■ TO BE DONE ■
[A] List each work cited in the passage on the SDSS peculiar velocity catalog, naming every one only once.
[B] Express as a JSON list of strings the entries from the line containing "like [78, 109]." through the end of the entries, both included, with one string per line and blank lines left out.

■ DOCUMENT SEGMENT ■
::::::::
A new addition to the Cosmicflows program is the SDSS peculiar velocity catalog (Howlett et al. 2022). Containing a total of 34,059 objects, it is currently the largest single source of extragalactic distance measurements available. It also contributes, along with a modest number of supernova observations, the most distant objects in the Cosmicflows-4 catalog, extending up to a maximum cosmic microwave background (CMB)-frame redshift of z_CMB = 0.1. These measurements were made by combining public photometric data from SDSS Data Release 14 (Abolfathi et al. 2018) over a contiguous ∼7000 deg² area with existing spectroscopic Hα and velocity dispersion measurements (Thomas et al. 2013).

The full catalog is magnitude limited to 10.0 ≤ m_r ≤ 17.0 and velocity dispersion limited to σ > 70 km s⁻¹. The selection of the sample also included a number of additional cuts on the surface brightness profiles, concentration index, color, axial ratio, Hα equivalent width, and visual morphology to ensure a clean sample of elliptical galaxies is retained. As part of this process, cuts were applied using the morphological M type (Tempel et al. 2011) before fitting of the FP, so no correction of the form seen in Figure 6 for the 6dFGSv sample is required for the new SDSS data.

After data cuts, the sample was first fit using the 3D Gaussian FP model. Then, for each galaxy, the PDF of the logarithmic distance ratio between cosmological and observed comoving distances was obtained. The normalization of this PDF is set by integrating over the portion of the FP within which each galaxy would be observable at a given cosmological distance, and hence encodes the selection bias. Larger proposed distances for each galaxy end up being up-weighted to account for the increased cosmological volume in which a galaxy could be found, and the lower sample completeness at those distances. Previous work (i.e., Springob et al. 2014) computed this normalization using Monte Carlo simulations, which requires assuming the same normalization for each galaxy. However, Howlett et al. (2022) demonstrated it can also be computed numerically, which makes the calculation much faster and allows one to use a different normalization for each object. The mean, standard deviation, and skew of each PDF were used to describe the full PDF of each galaxy.
::::::::
■ STORED ROWS ■
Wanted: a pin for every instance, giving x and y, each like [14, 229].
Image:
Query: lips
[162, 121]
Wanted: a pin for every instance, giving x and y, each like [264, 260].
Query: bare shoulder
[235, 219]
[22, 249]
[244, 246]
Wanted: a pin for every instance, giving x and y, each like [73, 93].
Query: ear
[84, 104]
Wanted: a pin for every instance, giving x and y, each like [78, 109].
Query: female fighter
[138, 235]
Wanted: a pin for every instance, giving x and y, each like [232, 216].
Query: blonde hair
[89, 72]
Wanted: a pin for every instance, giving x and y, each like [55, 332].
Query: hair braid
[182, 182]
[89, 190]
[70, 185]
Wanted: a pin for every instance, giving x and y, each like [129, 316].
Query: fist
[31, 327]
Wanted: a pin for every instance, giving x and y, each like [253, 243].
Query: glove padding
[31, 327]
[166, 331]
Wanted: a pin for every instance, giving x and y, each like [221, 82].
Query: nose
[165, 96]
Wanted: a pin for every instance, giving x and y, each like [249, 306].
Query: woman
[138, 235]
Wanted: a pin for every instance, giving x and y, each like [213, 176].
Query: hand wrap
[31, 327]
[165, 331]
::::::::
■ SOLVED PROBLEMS ■
[A]
- Howlett et al. 2022
- Abolfathi et al. 2018
- Thomas et al. 2013
- Tempel et al. 2011
- Springob et al. 2014

[B]
[
  "Wanted: a pin for every instance, giving x and y, each like [78, 109].",
  "Query: female fighter",
  "[138, 235]",
  "Wanted: a pin for every instance, giving x and y, each like [232, 216].",
  "Query: blonde hair",
  "[89, 72]",
  "Wanted: a pin for every instance, giving x and y, each like [55, 332].",
  "Query: hair braid",
  "[182, 182]",
  "[89, 190]",
  "[70, 185]",
  "Wanted: a pin for every instance, giving x and y, each like [129, 316].",
  "Query: fist",
  "[31, 327]",
  "Wanted: a pin for every instance, giving x and y, each like [253, 243].",
  "Query: glove padding",
  "[31, 327]",
  "[166, 331]",
  "Wanted: a pin for every instance, giving x and y, each like [221, 82].",
  "Query: nose",
  "[165, 96]",
  "Wanted: a pin for every instance, giving x and y, each like [249, 306].",
  "Query: woman",
  "[138, 235]",
  "Wanted: a pin for every instance, giving x and y, each like [213, 176].",
  "Query: hand wrap",
  "[31, 327]",
  "[165, 331]"
]